## Work required
From the mailing-list post below, list every status marker its legend defines, each with the meaning the post gives it.

## Page text
[kernel-hardening] GSoC midterm accomplishments

public inbox for kernel-hardening@lists.openwall.com
 help / color / mirror / Atom feed

* [kernel-hardening] GSoC midterm accomplishments
@ 2011-07-19  9:27 Vasiliy Kulikov
  2011-07-22 14:49 ` [kernel-hardening] kernel infoleaks (was: GSoC midterm accomplishments) Vasiliy Kulikov
  0 siblings, 1 reply; 3+ messages in thread
From: Vasiliy Kulikov @ 2011-07-19  9:27 UTC (permalink / raw)
  To: kernel-hardening

Hi,

This is a summary what is done and what is to be done for upstream kernel
hardening during my GSoC participation.

[+] means success (applied or to be applied)
[-] means failure
[...] means "patch needs reworking" or additional patches are required
[F] means "didn't try, but will work on it"

HARDEN_VM86 [-]

Currently it lacks a proper configuration mechanism.  Given more generic
feature (slightly different, though), seccomp, was rejected, there is no
way it is applied in the current form.  New thoughts are needed.

HARDEN_PROC [...]

The first try was unsuccessful as it is not enough generic.  More
generic list of world-r/w files was suggested, I'll try implement this
variant.  In the future it can be extended by the feature suggested by
Andrew Morton, chmod'able and chown'able /proc/PID/* files inheritable
via fork (this specific feature seems unrelated to our goal).

Another interface of getting proc information, taskstats, should be
restricted too.  However, given procfs restriction is not yes/no
anymore, taskstats and procfs restrictions have to be separated.  Also
there is a little chance taskstats will be restricted by default
(recalling Linus' complains).

As to networking restrictions, NETLINK_INET_DIAG netlink socket should
be restricted too.  I don't know yet how to define these restrictions
consistent way, though (for procfs and netlink).

Coordinate labeling data

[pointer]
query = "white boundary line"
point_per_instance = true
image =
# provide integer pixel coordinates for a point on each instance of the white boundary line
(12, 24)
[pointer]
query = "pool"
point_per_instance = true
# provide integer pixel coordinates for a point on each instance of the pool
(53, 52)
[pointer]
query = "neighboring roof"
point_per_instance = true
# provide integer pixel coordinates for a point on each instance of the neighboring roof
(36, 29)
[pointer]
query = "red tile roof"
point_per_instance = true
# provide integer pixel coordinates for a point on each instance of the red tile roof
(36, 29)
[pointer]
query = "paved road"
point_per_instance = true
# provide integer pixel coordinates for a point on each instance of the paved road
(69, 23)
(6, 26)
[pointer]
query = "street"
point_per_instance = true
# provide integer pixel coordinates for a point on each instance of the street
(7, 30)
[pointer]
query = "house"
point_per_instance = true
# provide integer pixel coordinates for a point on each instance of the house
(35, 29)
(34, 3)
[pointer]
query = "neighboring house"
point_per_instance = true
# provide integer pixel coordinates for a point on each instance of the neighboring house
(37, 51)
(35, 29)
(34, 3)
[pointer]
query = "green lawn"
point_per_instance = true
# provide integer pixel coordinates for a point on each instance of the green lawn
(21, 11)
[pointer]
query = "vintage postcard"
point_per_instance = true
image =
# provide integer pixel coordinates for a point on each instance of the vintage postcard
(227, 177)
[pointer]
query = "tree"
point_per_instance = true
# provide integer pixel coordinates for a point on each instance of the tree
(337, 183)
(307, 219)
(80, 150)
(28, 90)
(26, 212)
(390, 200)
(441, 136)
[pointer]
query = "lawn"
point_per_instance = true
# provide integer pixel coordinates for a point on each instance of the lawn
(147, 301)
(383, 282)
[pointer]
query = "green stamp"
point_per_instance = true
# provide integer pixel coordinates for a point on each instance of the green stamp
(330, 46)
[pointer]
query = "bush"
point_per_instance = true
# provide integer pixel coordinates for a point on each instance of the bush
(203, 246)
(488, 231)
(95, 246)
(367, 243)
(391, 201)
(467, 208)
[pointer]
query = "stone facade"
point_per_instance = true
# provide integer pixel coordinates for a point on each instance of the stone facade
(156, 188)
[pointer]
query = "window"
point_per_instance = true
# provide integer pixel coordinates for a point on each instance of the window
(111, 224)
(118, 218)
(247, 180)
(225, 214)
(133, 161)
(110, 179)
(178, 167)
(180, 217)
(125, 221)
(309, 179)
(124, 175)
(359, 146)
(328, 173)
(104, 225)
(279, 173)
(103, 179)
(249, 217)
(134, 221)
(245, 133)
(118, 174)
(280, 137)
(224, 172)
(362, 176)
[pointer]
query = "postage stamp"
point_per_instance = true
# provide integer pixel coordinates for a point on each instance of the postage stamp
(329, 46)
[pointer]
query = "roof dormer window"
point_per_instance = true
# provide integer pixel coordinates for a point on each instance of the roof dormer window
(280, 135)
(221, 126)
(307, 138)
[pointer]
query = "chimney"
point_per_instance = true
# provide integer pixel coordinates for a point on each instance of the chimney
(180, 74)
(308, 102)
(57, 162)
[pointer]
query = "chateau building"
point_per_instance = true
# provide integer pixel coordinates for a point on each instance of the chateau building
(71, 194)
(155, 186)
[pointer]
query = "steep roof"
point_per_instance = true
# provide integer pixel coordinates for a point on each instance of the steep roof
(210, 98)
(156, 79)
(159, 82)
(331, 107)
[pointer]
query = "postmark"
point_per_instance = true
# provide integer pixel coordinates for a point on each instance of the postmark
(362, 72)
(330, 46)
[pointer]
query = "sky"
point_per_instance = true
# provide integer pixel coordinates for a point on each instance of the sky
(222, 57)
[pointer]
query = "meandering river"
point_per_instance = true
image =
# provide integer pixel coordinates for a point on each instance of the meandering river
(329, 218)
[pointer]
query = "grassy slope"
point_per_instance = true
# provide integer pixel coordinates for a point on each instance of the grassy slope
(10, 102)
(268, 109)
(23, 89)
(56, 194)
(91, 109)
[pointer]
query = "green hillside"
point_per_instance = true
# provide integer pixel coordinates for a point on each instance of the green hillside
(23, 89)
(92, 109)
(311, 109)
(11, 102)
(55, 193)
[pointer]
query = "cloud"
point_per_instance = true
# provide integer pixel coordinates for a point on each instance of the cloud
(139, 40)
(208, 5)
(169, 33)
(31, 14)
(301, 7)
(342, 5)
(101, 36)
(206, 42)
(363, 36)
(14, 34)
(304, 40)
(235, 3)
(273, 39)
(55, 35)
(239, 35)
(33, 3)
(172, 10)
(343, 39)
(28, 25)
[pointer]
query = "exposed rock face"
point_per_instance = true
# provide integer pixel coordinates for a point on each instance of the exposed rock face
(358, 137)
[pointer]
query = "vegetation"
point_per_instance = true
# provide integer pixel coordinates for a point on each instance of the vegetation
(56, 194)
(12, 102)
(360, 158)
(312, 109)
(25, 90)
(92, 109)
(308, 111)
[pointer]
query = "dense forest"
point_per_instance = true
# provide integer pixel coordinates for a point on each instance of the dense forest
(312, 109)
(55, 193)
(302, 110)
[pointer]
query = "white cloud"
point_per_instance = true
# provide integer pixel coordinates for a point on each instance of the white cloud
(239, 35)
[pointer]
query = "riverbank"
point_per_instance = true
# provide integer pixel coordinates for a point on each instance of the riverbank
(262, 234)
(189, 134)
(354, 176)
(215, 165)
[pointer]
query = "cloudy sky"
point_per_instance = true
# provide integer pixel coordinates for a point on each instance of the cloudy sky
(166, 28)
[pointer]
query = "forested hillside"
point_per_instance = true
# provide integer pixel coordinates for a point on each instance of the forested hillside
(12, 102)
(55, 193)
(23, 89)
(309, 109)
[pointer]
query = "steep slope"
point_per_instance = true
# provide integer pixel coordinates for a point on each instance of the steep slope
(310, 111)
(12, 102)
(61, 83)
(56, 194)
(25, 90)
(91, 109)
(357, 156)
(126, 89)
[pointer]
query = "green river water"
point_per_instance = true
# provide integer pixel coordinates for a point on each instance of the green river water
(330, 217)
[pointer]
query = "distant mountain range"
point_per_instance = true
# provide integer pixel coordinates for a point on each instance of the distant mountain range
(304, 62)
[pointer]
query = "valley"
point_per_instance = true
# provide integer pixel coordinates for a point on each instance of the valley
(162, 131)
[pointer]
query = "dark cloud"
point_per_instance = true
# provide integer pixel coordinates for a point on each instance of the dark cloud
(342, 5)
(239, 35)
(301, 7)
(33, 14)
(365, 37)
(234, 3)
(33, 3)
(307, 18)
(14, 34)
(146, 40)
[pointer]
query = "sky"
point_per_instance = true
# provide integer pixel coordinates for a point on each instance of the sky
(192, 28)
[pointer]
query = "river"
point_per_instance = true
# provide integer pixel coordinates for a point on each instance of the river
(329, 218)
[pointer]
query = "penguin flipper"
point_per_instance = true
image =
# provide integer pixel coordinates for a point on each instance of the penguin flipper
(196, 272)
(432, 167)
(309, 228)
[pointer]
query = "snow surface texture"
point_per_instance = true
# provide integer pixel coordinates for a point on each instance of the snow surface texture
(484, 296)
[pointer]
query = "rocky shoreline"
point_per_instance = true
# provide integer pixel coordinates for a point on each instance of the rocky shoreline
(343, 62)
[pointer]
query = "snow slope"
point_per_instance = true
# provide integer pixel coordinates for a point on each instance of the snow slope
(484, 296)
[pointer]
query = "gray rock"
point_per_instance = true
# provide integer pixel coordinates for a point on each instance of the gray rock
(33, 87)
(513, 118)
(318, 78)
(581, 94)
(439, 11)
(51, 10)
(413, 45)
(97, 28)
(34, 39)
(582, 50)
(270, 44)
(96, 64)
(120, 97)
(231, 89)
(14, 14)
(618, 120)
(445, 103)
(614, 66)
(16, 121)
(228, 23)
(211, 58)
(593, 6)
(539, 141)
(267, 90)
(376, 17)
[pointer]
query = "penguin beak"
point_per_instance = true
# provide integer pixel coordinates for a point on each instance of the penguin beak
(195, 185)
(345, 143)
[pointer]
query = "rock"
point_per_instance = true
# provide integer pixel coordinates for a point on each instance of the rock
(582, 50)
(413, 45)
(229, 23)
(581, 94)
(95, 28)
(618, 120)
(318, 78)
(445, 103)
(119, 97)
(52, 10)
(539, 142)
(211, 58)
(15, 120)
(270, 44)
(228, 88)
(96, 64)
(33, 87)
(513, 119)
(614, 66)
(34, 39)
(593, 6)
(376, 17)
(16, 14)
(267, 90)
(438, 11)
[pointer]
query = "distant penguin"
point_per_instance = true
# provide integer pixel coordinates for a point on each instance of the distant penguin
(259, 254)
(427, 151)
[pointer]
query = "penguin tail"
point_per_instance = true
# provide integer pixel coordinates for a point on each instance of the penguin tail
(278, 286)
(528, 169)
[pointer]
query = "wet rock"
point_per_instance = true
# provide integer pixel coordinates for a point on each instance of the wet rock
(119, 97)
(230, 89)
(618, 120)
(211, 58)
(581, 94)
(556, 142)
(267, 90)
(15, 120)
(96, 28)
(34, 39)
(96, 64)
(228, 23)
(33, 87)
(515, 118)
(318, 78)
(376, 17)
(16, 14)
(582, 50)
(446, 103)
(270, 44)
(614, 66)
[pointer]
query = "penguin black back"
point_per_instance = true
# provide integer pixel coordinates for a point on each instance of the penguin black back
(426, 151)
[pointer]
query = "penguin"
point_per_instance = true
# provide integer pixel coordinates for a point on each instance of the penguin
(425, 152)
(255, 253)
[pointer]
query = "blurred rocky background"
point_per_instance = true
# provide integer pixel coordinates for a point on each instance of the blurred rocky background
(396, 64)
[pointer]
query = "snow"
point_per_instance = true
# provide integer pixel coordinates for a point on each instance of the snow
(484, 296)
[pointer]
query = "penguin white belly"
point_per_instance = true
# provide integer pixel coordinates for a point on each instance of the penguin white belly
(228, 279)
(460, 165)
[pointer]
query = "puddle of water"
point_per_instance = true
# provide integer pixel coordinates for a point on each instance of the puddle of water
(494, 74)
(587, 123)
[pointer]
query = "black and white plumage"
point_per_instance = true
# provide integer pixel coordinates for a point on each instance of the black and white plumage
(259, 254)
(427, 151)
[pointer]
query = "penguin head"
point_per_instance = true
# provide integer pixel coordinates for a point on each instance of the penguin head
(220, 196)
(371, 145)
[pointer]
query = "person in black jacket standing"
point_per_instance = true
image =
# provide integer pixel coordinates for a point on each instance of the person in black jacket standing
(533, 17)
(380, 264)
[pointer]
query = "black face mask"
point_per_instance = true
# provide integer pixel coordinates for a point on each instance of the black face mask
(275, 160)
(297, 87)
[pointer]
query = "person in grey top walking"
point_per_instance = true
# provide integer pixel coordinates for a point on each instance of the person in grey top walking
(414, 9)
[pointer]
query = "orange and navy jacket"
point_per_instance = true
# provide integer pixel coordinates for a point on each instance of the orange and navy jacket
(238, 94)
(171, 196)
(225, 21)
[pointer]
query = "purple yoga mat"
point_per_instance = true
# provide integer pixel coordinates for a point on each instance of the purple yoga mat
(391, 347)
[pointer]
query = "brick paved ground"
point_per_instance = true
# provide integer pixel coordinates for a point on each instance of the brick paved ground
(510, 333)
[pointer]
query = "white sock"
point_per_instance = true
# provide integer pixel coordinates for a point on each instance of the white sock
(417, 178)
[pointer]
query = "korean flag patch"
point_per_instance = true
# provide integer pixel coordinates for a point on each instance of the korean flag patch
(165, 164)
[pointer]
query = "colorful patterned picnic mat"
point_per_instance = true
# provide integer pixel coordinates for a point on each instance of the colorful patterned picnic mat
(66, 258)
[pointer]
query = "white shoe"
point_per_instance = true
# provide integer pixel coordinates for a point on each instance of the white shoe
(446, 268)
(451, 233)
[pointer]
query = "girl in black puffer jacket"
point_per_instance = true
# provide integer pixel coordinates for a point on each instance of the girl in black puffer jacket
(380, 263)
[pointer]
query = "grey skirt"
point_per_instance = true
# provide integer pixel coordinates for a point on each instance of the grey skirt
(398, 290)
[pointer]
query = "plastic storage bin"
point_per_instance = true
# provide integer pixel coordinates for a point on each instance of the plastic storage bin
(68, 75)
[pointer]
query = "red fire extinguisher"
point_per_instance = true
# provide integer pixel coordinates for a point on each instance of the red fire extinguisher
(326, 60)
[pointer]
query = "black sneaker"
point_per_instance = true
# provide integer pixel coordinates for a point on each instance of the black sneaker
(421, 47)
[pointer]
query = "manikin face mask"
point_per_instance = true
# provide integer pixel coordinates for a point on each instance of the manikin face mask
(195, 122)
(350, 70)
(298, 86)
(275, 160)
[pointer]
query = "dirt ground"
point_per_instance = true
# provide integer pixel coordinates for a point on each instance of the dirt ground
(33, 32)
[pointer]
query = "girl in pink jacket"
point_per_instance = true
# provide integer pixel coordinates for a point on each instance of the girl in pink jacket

## Expected output
- [+]: success (applied or to be applied)
- [-]: failure
- [...]: "patch needs reworking" or additional patches are required
- [F]: "didn't try, but will work on it"